--- Work required ---
An exact copy of the lines from the one containing "drop a point: the dead vegetation" through the final line of the records is the only acceptable answer.

[Dataset entries]
================================

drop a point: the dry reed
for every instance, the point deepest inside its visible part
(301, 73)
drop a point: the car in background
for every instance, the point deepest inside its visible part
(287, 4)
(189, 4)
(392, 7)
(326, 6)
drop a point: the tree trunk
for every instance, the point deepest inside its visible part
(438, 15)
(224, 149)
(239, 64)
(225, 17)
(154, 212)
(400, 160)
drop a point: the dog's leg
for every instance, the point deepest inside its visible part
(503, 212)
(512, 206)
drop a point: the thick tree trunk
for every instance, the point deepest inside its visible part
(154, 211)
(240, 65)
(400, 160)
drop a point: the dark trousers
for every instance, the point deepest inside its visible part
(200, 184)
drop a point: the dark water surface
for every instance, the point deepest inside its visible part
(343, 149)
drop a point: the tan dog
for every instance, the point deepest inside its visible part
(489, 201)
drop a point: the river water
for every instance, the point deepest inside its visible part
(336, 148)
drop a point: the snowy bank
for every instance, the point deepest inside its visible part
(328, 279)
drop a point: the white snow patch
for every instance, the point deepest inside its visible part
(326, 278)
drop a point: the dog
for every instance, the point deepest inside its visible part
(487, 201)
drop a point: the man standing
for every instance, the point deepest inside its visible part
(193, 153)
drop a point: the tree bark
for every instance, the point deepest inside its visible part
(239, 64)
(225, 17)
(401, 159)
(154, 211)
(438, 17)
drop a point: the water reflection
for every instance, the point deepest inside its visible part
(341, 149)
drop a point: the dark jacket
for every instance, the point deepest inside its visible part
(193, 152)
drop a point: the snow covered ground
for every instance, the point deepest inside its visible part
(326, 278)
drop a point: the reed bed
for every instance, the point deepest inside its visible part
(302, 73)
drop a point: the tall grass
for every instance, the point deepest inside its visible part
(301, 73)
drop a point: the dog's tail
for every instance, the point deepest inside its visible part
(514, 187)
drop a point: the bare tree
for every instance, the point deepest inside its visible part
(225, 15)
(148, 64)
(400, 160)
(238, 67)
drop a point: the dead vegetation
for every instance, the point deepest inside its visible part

================================

--- Exercise answer ---
drop a point: the dead vegetation
for every instance, the point deepest inside its visible part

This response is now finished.